Written instruction A.
From the Labor Law summaries, reproduce the stretch from "Marino v Manning" through "Law § 241(6)." word for word.
Written instruction B.
Using the Labor Law summaries, answer these questions:
(i) How deep was the pit at the excavation site?
(ii) Which court decided Marino v Manning Squires Hennig Co., Inc.?
(iii) What vehicle was the injured construction worker operating?

Quoted text.
<<<<

Labor Law § 240(1) (MAS) The Second Department reversed the trial court’s decision, which, upon reargument, should have denied that branch of defendants’ motion as the risk of falling into a 16-foot pit at an excavation site is a type of elevation-related risk within the purview of the statute, and defendant failed to establish that plaintiff’s negligence was the sole proximate cause of his injuries. The deposition testimony of plaintiff and the foreman contained conflicting testimony, raising a triable issue of fact as to whether plaintiff received instructions not to stand within five feet of the pit. Defendants also did not establish that the installation of a protective device would have been contrary to the objectives of the work. As for plaintiff’s motion, the Court held the foreman’s deposition testimony, that he instructed plaintiff not to go within five feet of the pit, raised a triable issue of fact as to whether a violation of the statute was a proximate cause of plaintiff’s incident.   PRACTICE POINT: To prove the sole proximate cause defense, a defendant must show that (1) adequate safety devices were available to plaintiff; (2) he or she knew both the safety devices were available and were expected to be used; (3) chose for no good reason not to do so; and (4) would not have been injured had they not made that choice. Here, defendant could not prove all four elements, but their proof regarding instructing plaintiff not to go within five feet of the pit created an issue of fact regarding proximate cause sufficient to defeat plaintiff’s motion.  
Marino v Manning Squires Hennig Co., Inc. August 4, 2022 Appellate Division, Fourth Department
Plaintiff, a construction worker, was injured when the forklift that he had been operating began to roll backwards toward a nearby street. According to plaintiff, he had placed the forklift in neutral, put on the parking brake, and exited the vehicle to retrieve some materials. When plaintiff observed the forklift rolling backwards, he ran after it. Once he reached the forklift, plaintiff planted his foot on the ground and in his effort to enter the vehicle, his knee “popped.” The trial court granted in part plaintiff's motion seeking partial summary judgment as to his cause of action pursuant to Labor Law § 241(6).

>>>>

Dataset excerpts.
<<<<

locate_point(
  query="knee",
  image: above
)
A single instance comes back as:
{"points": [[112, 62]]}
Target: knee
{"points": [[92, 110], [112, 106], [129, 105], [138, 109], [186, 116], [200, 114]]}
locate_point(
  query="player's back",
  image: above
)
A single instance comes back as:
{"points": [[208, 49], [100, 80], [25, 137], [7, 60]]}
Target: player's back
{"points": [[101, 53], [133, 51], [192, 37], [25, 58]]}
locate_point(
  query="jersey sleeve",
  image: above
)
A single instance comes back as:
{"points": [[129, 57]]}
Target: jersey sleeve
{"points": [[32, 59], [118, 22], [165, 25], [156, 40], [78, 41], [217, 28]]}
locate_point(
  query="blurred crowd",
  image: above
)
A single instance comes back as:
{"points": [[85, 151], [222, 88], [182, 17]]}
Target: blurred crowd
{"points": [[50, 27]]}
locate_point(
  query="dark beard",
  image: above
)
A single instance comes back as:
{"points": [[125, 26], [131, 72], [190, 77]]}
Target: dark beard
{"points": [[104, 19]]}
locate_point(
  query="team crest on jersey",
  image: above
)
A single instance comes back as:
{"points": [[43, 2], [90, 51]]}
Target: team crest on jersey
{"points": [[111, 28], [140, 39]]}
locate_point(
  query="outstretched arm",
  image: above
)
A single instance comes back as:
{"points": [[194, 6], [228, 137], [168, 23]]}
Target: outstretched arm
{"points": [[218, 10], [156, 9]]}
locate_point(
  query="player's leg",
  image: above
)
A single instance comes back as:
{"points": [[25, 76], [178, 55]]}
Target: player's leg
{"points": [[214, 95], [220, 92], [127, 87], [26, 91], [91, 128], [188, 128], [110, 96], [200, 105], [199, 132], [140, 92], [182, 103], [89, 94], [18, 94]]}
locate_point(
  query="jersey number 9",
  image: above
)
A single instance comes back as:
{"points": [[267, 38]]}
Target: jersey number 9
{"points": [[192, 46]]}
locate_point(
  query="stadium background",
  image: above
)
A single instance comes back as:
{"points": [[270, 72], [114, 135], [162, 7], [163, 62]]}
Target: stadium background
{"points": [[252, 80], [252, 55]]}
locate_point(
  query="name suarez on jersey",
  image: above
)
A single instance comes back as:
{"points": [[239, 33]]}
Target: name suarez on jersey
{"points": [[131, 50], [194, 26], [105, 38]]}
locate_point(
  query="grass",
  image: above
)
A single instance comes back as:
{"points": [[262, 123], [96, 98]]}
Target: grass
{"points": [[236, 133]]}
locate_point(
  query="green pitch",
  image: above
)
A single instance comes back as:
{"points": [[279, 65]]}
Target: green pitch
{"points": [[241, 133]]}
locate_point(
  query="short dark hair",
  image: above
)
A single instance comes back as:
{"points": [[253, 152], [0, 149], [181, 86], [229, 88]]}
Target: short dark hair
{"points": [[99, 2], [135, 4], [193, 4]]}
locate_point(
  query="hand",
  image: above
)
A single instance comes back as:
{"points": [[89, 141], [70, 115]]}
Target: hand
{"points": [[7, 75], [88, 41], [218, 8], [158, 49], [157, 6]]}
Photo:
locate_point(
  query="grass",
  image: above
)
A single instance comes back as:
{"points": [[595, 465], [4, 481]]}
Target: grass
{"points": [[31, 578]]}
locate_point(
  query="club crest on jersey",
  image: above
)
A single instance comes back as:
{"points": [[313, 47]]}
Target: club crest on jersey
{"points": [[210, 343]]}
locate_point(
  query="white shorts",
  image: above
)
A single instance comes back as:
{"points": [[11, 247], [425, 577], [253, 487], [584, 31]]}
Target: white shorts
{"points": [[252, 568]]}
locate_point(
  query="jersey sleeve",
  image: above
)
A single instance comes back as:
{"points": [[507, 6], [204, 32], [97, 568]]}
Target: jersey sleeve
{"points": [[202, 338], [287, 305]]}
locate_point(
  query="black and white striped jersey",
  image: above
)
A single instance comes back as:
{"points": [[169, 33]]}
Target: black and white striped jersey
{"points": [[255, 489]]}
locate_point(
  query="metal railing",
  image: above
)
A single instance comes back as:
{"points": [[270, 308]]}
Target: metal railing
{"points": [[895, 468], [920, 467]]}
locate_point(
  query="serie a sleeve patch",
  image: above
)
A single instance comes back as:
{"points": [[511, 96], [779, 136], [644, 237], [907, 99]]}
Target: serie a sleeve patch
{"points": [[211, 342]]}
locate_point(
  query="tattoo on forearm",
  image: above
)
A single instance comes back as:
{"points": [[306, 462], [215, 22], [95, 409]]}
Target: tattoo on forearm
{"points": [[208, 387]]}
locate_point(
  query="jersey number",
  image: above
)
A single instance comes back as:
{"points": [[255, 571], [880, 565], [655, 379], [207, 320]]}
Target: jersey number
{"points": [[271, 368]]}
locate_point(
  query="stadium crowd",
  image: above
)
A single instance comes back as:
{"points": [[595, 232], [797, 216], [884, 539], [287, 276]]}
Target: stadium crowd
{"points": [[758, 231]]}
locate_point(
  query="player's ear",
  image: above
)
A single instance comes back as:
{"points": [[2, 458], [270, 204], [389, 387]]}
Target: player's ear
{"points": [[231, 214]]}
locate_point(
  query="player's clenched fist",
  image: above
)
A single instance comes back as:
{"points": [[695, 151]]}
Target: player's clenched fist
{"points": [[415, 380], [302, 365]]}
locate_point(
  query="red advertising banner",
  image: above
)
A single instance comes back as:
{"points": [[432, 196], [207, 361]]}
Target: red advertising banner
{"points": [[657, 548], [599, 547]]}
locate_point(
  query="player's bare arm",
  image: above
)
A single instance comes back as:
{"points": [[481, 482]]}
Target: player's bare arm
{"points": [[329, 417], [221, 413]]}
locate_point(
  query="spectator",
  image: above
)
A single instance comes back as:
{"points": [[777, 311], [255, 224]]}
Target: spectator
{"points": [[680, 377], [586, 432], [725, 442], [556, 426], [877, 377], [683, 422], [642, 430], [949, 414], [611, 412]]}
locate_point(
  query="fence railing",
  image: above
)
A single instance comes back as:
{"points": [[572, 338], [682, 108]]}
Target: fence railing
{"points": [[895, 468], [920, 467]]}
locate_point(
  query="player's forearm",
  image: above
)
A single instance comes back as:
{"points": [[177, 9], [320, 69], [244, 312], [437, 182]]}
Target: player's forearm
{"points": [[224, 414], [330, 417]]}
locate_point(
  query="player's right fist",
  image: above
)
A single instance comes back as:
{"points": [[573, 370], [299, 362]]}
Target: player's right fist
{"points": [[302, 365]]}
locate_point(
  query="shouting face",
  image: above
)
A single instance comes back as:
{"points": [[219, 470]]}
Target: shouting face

>>>>

Complete output A.
Marino v Manning Squires Hennig Co., Inc. August 4, 2022 Appellate Division, Fourth Department
Plaintiff, a construction worker, was injured when the forklift that he had been operating began to roll backwards toward a nearby street. According to plaintiff, he had placed the forklift in neutral, put on the parking brake, and exited the vehicle to retrieve some materials. When plaintiff observed the forklift rolling backwards, he ran after it. Once he reached the forklift, plaintiff planted his foot on the ground and in his effort to enter the vehicle, his knee “popped.” The trial court granted in part plaintiff's motion seeking partial summary judgment as to his cause of action pursuant to Labor Law § 241(6).

Complete output B.
(i) 16 feet
(ii) The Appellate Division, Fourth Department
(iii) A forklift